Copy every line of the entries below word for word, leaving out the pictures.

## Start

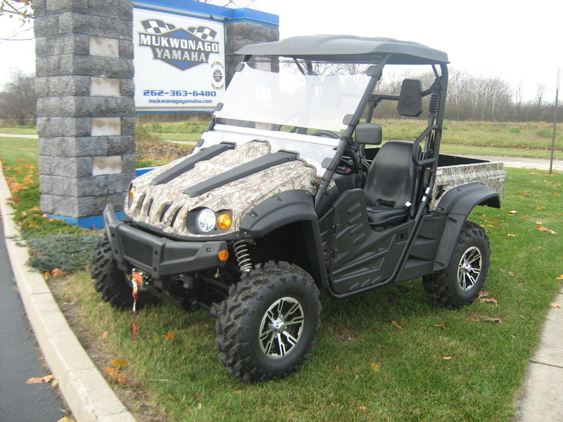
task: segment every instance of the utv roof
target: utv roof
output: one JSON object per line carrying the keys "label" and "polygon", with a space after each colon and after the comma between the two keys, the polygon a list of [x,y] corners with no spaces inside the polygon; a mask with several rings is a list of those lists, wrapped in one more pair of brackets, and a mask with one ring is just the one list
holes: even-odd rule
{"label": "utv roof", "polygon": [[396,65],[448,63],[443,51],[409,41],[392,38],[365,38],[351,35],[291,37],[245,46],[236,51],[246,56],[316,58],[331,61],[376,63],[390,54],[387,63]]}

## End

SOLUTION =
task: segment every instance of the utv roof
target: utv roof
output: one JSON object per line carrying the keys "label" and "polygon", with a space after each colon and after the comma between the two keys, the polygon a list of [x,y] corners with no spaces inside the polygon; a mask with several rings is a list of those lists, wrapped in one more pair of brackets, and a mask with one ring is just the one list
holes: even-odd rule
{"label": "utv roof", "polygon": [[396,65],[448,63],[443,51],[409,41],[392,38],[365,38],[351,35],[291,37],[245,46],[236,51],[246,56],[316,58],[331,61],[376,63],[390,54],[387,63]]}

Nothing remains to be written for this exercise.